Text passage ->
────
Bear in mind that philosophy and science are community sports. Or to put it more seriously, life forms societies to develop them. Many minds have to work together. In philosophy it requires sharing ideas. But often, shared ideas are not completely the same ideas. Thus philosophy can develop many divergent schools of thought on any given subject.

Mathematics functions quite differently. Mathematical concepts are spelled out in detail. To draw a circle will never produce a circle, and an actual circle cannot exist. This is the mystery of mathematics. Nothing in mathematics is manifest, yet it provides the most powerful way of thinking and understanding reality. The secret is that mathematics does not describe; it provides thought recipes. Everyone in the society of inquiry can now think the same way. When that happens the inquiry becomes scientific rather than philosophical.

Science is based on the discovery of organizing principles. I think not many realize that for physics mathematics had to come first. Breakthroughs in physics require new math. The following history lesson gives examples of this.

  • Galileo (1564-1650) experimented with motion. He established the relationship that distance traveled equals speed multiplied by time. He also expressed the hope that everything could be reduced to calculation. Then, instead of arguing, philosophers could get out paper and pencils and calculate.
  • Descartes (1596-1650) developed a coordinate system for expressing locations in space. Today it is called cartesian coordinates. (It is considered a rare honor that cartesian is spelled with a small c.) He also introduced analytic geometry relating algebra and geometry. This ultimately enabled the development of Newton’s calculus.
  • Tycho Brahe (1546-1601) observed planetary motion producing a catalogue of planetary orbits.
  • Newton (1643-1727) inherited all this. With Descartes’ contribution force and speed would become vector quantities. That means some numeric quantity pointing in some direction. Speed became velocity. Now the problem became relating force and velocity. Many philosophers of the time got involved, including Descartes. Obviously, the stronger the force, the faster the speed or velocity. None of them could solve the problem until Newton. He recognized that force changed the rate of change in velocity, i.e., force produced acceleration. To express his discovery Newton invented the calculus, which is a mathematics of change.
  • Concomitantly, Leibniz also invented the calculus but giving it easier notation. Today we use the Leibniz notation. The equation of motion became F = d(mV)/dt where mV is momentum. (Capital letters are vectors. Small letters are scalars.) The expression d(mV)/dt is the derivative, the rate of change. This is known as a differential equation. The calculus process of integration solves it.
────
Directives ->
A) Please scale the records from the line containing "task | place one marker on every instance of the forested" through the line containing "[(24, 229), (410, 113)]", both ends included. Reproduce every line of that stretch, requests included, and multiply each coordinate in the answers by 1.15, rounding to whole numbers with halves going up.
B) Finish out the passage on mathematics and the history of physics, starting right after its last sentence.
────
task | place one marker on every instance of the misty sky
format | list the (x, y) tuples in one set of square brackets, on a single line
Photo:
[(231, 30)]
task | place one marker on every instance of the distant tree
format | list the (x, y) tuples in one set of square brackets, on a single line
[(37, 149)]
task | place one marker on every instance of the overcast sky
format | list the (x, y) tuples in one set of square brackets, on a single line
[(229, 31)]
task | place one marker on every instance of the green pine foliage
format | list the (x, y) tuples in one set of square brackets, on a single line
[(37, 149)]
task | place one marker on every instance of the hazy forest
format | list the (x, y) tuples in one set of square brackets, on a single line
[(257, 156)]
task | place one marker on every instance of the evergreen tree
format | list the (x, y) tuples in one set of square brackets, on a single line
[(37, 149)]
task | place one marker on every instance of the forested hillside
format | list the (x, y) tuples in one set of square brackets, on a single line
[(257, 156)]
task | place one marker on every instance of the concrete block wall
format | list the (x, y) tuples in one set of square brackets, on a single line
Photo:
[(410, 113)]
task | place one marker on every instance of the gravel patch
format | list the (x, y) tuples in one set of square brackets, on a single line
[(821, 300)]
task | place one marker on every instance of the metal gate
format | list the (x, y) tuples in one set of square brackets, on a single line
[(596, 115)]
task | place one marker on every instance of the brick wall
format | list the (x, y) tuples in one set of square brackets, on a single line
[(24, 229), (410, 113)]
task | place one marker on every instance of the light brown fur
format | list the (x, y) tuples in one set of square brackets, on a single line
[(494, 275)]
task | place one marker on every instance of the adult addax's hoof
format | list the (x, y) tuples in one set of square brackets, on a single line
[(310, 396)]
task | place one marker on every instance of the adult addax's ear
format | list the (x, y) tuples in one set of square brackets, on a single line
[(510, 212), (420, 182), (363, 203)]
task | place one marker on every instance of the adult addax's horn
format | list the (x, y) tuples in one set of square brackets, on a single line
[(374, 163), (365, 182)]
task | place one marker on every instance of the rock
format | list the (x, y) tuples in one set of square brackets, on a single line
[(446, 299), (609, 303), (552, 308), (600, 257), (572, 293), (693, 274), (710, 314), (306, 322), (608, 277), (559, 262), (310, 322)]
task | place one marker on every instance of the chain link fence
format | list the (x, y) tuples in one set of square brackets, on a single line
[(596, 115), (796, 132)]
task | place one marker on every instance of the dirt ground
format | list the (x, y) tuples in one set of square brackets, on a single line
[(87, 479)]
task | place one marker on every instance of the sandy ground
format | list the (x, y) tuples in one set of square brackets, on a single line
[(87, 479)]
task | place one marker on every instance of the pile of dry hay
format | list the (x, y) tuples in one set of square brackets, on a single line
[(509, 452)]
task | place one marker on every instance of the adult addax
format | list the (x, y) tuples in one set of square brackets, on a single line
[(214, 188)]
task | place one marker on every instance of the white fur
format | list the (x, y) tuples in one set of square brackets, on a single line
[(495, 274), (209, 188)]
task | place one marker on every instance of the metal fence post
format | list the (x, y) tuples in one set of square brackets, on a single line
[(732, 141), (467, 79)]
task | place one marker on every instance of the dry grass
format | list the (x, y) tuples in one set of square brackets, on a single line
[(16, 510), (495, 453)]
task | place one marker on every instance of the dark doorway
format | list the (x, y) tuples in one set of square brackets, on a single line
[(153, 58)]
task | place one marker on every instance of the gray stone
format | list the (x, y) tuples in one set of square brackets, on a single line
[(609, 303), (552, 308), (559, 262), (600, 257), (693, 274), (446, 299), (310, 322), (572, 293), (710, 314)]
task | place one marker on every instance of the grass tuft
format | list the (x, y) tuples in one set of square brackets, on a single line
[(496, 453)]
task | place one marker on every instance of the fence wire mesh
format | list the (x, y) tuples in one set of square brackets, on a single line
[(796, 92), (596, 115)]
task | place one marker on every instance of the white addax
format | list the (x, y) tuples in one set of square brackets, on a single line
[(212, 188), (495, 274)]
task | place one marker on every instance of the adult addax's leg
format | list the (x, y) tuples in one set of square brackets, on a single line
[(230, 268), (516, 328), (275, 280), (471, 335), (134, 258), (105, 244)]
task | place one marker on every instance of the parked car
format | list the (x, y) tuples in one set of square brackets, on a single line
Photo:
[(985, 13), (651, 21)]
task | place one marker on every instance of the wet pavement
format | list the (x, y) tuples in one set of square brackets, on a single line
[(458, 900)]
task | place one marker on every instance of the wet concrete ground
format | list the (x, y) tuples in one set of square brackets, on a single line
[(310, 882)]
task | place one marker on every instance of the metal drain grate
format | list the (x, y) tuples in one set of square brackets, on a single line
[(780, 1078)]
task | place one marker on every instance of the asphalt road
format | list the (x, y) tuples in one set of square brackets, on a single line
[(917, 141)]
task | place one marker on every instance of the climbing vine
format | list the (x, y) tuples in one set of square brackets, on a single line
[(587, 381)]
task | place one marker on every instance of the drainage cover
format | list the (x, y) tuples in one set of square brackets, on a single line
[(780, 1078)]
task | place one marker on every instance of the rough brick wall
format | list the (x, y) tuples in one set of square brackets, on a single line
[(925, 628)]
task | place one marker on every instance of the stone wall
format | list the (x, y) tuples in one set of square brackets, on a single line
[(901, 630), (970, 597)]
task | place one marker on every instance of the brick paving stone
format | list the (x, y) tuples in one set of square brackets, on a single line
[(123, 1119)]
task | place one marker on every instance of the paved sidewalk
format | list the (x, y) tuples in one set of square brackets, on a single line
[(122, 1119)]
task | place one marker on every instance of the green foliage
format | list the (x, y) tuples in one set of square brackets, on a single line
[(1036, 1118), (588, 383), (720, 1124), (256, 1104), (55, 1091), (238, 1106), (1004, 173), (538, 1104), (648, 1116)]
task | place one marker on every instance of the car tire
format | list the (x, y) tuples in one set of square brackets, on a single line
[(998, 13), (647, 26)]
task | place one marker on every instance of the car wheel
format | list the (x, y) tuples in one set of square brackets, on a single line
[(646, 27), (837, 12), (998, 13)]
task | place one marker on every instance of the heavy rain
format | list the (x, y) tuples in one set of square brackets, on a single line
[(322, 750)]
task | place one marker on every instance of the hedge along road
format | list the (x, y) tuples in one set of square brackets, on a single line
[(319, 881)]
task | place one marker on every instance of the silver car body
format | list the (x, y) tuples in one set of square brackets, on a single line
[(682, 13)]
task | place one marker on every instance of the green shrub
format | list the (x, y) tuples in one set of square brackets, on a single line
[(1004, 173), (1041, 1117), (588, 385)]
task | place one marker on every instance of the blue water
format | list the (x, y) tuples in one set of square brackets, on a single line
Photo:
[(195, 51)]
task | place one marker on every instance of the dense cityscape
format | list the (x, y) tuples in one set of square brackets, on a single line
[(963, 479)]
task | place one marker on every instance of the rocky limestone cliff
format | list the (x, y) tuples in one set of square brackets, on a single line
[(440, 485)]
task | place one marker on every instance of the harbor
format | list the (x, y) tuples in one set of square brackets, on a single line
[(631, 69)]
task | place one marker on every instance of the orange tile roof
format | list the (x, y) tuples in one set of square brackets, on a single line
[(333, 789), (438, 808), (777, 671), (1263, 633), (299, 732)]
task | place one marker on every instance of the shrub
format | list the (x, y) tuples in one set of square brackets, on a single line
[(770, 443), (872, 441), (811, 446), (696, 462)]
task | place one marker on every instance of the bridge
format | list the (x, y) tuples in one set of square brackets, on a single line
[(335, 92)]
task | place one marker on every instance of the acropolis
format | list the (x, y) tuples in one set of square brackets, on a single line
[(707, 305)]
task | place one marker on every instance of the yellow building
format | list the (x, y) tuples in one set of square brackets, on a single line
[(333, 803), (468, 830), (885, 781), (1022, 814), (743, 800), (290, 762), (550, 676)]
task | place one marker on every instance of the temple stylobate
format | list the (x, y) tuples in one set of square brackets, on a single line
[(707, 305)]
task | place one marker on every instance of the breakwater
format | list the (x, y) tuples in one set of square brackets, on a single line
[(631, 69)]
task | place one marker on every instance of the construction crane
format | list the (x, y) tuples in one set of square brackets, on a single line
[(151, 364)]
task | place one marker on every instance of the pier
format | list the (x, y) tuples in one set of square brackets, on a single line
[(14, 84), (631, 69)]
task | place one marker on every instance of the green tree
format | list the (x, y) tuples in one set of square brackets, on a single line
────
Answer list ->
A)
task | place one marker on every instance of the forested hillside
format | list the (x, y) tuples in one set of square brackets, on a single line
[(296, 179)]
task | place one marker on every instance of the concrete block wall
format | list the (x, y) tuples in one set of square brackets, on a single line
Photo:
[(472, 130)]
task | place one marker on every instance of the gravel patch
format | list the (x, y) tuples in one set of square brackets, on a single line
[(944, 345)]
task | place one marker on every instance of the metal gate
format | list the (x, y) tuples in one set of square brackets, on a single line
[(685, 132)]
task | place one marker on every instance of the brick wall
format | list the (x, y) tuples in one set of square brackets, on a single line
[(28, 263), (472, 130)]

B)
Having produced the equation of motion Newton turned to Tycho Brahe’s planetary orbits. The orbits have a peculiar property known as the equal area law.

   To picture this, imagine that the orbit is an ellipse around the sun.   Draw a line from the sun to a point on the orbit where the planet is. Next, draw a second line from the sun to where the planet will be after some time interval.  The two lines and the orbit enclose an area.
   Next, sample twice.  First draw lines to the orbit where it is close to the sun. Then draw the lines to the orbit far from the sun.  Use the same time interval for both. The two cases will enclose the same areas. This is the equal areas law.  Far from the sun the planet is moving slowly. Near the sun the planet is racing along.
   Newton wanted to find the force that would produce this effect. He found it as an inverse square law:
                  F = kMm/r2
   Where M is the mass of the earth, m is the mass of the planet, and r is the distance between them, while k is just a constant. (Forget about the apple, it played no role.  There is some speculation that Newton started the apple story in answering a question.)
   Now in mathematics it can be proven that any orbit in an inverse square law field has to be a conic section.  The orbit of Mars became a problem.  Its orbit is almost an ellipse, but it is rotating in space.  The Newtonian theory is false.  But we use it anyway because for most practical purposes it does fine. But something else is going on!  Something else has been found to be relativity.

  • Now I want to move on to another example that can be stated briefly. From Euclid on, mathematicians worried about his fifth postulate, also called the parallel postulate. If two lines are parallel they will never meet even if extended to infinity. From the very beginning there seemed to be problems with the postulate. I think most practical people would think it too obvious to waste time thinking about it.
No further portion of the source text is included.